TASK GOAL:
Format the entries from the line containing "Batch processing job — object class: sunglasses." through the end of the entries, inclusive, as a two-column CSV with the columns "prompt" and "response", one row per entry. Place each text and its answer in a single quoted field, replacing line breaks with spaces.

RECORDS SUPPLIED:
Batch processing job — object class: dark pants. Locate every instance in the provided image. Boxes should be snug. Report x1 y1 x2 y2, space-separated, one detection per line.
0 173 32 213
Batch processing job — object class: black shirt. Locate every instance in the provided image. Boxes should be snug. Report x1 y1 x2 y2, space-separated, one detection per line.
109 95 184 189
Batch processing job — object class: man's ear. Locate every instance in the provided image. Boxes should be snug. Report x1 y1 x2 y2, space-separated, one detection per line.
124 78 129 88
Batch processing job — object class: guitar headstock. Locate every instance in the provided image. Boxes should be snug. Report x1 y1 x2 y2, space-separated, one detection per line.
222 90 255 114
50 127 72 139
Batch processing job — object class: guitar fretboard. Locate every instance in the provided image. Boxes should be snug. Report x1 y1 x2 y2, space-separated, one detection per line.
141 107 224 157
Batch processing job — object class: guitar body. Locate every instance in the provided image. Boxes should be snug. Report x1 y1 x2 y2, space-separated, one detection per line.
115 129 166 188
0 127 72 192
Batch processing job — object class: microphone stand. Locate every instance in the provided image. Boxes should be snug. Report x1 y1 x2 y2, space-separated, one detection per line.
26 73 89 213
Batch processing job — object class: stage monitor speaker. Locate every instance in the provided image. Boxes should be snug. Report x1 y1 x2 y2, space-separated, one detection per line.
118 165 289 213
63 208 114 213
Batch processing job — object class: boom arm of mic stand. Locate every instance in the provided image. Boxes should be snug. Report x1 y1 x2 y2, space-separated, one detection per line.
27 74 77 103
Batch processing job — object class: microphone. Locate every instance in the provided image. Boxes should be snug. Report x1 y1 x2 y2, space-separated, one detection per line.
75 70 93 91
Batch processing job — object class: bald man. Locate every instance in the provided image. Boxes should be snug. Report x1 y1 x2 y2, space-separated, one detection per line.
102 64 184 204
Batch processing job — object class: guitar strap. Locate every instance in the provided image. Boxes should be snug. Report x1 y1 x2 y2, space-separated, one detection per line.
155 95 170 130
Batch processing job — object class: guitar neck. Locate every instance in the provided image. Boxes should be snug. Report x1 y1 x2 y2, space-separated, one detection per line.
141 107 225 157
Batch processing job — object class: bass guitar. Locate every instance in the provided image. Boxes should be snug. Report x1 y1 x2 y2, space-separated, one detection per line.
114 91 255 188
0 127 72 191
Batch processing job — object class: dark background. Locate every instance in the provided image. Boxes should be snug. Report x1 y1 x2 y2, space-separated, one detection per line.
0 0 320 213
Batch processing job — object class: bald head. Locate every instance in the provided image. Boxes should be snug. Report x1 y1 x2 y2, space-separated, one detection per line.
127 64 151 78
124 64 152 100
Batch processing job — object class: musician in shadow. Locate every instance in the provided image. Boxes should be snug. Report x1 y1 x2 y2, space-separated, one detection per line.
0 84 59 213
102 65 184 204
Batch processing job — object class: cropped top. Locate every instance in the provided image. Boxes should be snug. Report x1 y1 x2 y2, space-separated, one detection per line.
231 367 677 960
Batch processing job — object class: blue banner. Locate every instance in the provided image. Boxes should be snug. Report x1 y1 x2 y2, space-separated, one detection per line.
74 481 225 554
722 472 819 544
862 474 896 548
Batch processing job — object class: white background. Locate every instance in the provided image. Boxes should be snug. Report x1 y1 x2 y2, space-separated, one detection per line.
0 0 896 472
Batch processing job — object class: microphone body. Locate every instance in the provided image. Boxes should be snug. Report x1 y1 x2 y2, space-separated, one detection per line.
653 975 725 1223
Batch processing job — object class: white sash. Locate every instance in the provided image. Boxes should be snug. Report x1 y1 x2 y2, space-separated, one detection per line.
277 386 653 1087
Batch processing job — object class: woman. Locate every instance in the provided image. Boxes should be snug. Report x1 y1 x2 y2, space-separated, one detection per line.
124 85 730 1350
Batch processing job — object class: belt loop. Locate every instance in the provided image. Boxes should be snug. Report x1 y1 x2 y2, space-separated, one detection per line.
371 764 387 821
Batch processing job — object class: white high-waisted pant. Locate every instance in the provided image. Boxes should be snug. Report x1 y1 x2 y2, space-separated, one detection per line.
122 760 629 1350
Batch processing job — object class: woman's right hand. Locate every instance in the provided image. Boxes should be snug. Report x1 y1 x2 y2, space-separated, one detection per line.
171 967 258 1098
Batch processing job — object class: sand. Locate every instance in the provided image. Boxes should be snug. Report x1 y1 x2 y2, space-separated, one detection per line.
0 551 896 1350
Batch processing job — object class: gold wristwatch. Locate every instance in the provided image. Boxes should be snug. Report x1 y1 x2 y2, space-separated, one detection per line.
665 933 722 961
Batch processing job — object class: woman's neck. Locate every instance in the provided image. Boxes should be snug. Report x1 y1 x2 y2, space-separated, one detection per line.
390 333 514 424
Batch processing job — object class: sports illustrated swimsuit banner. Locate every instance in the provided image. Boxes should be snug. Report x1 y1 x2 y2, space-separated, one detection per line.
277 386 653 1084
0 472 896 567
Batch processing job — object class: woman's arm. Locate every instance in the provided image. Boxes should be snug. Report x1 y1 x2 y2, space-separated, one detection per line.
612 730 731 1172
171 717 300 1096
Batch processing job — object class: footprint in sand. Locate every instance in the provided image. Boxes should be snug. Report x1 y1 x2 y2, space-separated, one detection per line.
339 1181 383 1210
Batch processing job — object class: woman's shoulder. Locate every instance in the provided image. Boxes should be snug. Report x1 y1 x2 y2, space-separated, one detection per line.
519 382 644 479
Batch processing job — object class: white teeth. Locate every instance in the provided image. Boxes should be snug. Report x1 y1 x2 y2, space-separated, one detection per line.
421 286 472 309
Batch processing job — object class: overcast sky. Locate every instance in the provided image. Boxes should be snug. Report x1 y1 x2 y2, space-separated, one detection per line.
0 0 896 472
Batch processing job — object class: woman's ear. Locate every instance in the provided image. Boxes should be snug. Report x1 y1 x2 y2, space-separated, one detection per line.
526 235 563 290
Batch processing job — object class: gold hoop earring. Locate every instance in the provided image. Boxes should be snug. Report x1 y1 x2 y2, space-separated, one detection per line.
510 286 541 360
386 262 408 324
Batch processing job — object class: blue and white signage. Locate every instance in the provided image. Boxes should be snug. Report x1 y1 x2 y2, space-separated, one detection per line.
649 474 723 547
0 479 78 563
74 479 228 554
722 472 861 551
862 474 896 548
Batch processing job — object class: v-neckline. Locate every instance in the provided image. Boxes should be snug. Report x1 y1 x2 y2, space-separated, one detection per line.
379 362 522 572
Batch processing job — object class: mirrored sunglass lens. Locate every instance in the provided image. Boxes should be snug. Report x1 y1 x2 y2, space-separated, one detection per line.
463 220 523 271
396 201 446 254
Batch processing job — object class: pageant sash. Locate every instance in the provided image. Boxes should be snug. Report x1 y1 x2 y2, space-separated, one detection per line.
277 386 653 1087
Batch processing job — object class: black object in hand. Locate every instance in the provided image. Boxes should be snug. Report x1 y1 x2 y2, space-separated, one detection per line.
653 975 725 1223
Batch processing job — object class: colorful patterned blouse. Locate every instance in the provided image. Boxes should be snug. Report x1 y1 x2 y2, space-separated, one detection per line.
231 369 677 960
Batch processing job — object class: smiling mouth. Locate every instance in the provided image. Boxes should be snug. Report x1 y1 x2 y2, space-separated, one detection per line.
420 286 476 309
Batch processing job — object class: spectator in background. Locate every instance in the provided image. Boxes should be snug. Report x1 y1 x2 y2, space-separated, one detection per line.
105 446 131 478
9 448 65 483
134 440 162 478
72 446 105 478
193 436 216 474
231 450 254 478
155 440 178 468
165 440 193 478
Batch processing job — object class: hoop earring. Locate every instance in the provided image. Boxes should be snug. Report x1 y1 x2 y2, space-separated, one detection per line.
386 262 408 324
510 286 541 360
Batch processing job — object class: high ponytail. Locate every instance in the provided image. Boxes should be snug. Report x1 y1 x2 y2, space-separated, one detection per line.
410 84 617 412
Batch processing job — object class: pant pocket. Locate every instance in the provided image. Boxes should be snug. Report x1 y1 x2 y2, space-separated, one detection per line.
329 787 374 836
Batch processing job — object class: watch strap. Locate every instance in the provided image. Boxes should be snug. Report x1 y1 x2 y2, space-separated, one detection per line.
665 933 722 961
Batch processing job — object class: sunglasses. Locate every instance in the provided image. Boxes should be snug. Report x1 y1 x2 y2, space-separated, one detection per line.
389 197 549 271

EXERCISE SOLUTION:
prompt,response
"Batch processing job — object class: sunglasses. Locate every instance in the provided image. Boxes should be snug. Report x1 y1 x2 y2, space-separated, one detection per line.","389 197 549 271"